→ **Text provided**:
------------

If you think of the entire capacitor (both plates) there is no accumulation of charge in any device in a circuit.
I really don't know what that means. A charged capacitor, by definition, has an excess of electrons on one side and a deficit of electrons on the other. And sure, the excess minus the deficit may be zero -- but that doesn't mean that electrons haven't accumulated on the negative side of the thing. Touch a big charged-up cap sometime and see for yourself as the accumulated electrons try to get to the other side through your body.
 
Last edited:

Thread Starter

Gerry Rzeppa

Joined Jun 17, 2015
170
I've found a page that describes voltage in terms of "displaced electrons" (http://www.tpub.com/neets/book1/chapter1/1k.htm). Here are the main points (I'm quoting now):

"The charge of one electron might be used as a unit of electrical charge, since charges are created by displacement of electrons; but the charge of one electron is so small that it is impractical to use. The practical unit adopted for measuring charges is the COULOMB, named after the scientist Charles Coulomb. One coulomb is equal to the charge of 6,280,000,000,000,000,000 (six quintillion two hundred and eighty quadrillion) or (6.28 x 1018) electrons."

"When a charge of one coulomb exists between two bodies, one unit of electrical potential energy exists, which is called the difference of potential between the two bodies. This is referred to as ELECTROMOTIVE FORCE, or VOLTAGE, and the unit of measure is the VOLT."

"Electrical charges are created by the displacement of electrons, so that there exists an excess of electrons at one point, and a deficiency at another point. Consequently, a charge must always have either a negative or positive polarity. A body with an excess of electrons is considered to be negative, whereas a body with a deficiency of electrons is positive."

------------

→ **Exercise objective**:
Decide whether each statement agrees with the thread on electrical charge. Answer yes or no for each, and quote the words of the thread that settle it.
1. The practical unit for measuring charge is named after Charles Coulomb.
2. A body with an excess of electrons is considered positive.
3. The charge of one electron serves as the practical unit of charge.
The material that comes next is not needed for this work.

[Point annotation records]
------------

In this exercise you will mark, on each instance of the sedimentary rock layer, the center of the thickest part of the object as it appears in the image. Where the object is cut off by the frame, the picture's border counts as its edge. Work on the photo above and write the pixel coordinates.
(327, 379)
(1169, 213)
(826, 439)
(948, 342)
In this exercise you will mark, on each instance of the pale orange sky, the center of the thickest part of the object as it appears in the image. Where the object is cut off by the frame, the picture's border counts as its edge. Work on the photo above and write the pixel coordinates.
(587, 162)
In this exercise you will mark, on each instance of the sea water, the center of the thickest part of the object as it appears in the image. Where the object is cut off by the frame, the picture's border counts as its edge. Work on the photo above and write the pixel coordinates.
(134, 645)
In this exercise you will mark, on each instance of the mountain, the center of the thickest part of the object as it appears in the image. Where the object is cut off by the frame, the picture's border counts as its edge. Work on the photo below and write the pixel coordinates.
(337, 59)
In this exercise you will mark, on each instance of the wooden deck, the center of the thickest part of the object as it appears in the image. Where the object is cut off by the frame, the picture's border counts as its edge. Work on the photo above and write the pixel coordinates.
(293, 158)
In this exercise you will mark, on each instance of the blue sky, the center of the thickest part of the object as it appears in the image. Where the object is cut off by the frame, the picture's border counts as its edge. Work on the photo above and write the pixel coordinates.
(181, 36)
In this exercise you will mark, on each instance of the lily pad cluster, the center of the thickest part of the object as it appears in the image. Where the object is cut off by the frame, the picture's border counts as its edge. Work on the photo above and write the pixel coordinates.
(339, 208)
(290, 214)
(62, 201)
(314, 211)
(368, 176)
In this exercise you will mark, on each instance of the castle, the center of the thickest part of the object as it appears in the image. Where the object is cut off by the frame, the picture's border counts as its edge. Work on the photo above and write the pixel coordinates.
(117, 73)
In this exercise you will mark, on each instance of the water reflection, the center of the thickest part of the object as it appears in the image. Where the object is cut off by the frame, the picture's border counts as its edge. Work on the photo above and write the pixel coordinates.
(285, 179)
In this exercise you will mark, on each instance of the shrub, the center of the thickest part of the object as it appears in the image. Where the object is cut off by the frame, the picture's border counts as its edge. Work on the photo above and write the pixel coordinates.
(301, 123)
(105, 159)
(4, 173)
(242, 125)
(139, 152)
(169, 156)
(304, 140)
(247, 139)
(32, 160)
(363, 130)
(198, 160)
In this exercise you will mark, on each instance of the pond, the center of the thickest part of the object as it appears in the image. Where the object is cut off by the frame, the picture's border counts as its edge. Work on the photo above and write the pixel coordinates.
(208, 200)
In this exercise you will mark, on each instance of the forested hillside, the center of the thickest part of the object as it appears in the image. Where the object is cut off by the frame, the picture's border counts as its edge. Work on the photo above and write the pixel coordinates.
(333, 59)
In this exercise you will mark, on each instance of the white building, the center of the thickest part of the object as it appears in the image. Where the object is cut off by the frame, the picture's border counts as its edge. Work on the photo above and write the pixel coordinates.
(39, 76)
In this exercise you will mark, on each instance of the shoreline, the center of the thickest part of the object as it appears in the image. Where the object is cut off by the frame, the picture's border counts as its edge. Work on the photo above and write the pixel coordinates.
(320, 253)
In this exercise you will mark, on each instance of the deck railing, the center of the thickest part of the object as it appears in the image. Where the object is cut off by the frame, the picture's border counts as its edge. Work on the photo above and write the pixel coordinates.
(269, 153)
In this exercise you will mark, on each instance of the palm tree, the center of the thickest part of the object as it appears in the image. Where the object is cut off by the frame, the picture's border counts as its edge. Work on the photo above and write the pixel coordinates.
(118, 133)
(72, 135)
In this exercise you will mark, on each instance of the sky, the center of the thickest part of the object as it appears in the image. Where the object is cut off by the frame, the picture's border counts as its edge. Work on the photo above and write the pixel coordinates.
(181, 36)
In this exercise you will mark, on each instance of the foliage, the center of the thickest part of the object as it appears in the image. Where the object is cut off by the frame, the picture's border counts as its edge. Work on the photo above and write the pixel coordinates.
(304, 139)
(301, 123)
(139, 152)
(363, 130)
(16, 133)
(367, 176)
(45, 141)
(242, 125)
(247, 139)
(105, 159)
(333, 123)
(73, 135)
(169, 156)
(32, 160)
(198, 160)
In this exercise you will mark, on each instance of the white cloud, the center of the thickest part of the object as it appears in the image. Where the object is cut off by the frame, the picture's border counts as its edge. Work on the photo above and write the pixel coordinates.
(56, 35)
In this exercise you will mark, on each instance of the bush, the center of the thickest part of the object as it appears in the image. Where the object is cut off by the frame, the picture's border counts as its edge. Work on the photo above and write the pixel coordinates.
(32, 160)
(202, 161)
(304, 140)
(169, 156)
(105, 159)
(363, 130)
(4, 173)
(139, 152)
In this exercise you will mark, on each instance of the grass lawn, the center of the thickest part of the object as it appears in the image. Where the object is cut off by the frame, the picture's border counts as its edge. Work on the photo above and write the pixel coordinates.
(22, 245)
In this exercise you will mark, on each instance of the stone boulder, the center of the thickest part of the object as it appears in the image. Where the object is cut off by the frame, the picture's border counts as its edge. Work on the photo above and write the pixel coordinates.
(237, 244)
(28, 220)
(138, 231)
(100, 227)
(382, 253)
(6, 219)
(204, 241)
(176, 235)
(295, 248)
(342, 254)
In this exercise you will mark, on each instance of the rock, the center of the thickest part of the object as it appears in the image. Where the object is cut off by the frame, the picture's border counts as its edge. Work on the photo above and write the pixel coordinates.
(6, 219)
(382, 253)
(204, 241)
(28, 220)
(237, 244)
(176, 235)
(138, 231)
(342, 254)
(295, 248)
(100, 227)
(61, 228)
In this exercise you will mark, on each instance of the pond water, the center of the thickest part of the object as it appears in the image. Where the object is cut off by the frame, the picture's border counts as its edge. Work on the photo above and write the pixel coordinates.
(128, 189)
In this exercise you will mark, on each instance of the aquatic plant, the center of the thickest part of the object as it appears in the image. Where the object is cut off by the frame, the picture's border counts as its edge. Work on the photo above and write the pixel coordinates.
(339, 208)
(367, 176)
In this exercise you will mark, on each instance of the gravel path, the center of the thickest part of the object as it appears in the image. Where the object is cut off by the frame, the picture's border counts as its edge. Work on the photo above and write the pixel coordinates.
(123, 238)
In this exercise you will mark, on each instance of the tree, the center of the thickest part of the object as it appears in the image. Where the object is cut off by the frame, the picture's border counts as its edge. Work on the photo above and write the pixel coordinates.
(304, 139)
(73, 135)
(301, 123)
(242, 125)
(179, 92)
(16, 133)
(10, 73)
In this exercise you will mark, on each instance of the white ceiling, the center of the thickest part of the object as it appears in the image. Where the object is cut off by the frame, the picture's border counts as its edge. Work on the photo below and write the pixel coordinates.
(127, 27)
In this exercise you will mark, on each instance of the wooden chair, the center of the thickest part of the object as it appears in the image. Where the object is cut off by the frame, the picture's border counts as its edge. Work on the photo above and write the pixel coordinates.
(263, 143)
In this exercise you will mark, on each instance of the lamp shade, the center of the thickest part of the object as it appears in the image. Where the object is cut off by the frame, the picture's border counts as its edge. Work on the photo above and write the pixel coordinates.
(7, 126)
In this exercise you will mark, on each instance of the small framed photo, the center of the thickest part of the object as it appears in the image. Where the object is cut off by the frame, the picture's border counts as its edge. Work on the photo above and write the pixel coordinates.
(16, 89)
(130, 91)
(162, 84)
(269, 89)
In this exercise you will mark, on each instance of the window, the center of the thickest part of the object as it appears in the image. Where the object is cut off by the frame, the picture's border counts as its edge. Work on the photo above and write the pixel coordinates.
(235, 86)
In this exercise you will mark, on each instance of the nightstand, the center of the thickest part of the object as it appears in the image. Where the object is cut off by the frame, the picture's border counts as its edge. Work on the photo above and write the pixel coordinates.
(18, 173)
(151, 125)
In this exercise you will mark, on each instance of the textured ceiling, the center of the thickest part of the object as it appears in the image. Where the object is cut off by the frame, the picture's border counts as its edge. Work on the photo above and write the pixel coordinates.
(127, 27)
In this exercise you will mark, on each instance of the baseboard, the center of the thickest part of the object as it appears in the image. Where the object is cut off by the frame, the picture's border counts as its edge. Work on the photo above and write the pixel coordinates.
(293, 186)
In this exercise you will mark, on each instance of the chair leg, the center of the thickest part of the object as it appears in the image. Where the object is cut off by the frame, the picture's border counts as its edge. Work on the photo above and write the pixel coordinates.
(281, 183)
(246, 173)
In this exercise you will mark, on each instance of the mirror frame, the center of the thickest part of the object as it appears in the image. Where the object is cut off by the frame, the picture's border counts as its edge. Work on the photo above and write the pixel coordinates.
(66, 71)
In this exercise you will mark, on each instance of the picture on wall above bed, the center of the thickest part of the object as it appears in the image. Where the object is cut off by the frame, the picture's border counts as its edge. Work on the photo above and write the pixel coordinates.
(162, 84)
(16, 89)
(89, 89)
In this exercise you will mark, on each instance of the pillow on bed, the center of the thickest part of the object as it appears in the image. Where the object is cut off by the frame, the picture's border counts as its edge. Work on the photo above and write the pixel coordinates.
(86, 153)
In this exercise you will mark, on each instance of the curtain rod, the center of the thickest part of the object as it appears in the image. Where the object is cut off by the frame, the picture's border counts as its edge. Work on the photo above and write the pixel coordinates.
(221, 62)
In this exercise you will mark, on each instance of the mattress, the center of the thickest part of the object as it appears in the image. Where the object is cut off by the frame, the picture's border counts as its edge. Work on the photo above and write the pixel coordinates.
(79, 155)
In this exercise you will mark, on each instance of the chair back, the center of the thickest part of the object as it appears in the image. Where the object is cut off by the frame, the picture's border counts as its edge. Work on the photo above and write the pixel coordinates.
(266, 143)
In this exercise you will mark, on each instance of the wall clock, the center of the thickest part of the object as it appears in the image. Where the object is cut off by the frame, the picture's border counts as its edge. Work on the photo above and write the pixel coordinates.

------------

→ **Solution below**:
1. Yes: "The practical unit adopted for measuring charges is the COULOMB, named after the scientist Charles Coulomb."
2. No: "A body with an excess of electrons is considered to be negative, whereas a body with a deficiency of electrons is positive."
3. No: "the charge of one electron is so small that it is impractical to use."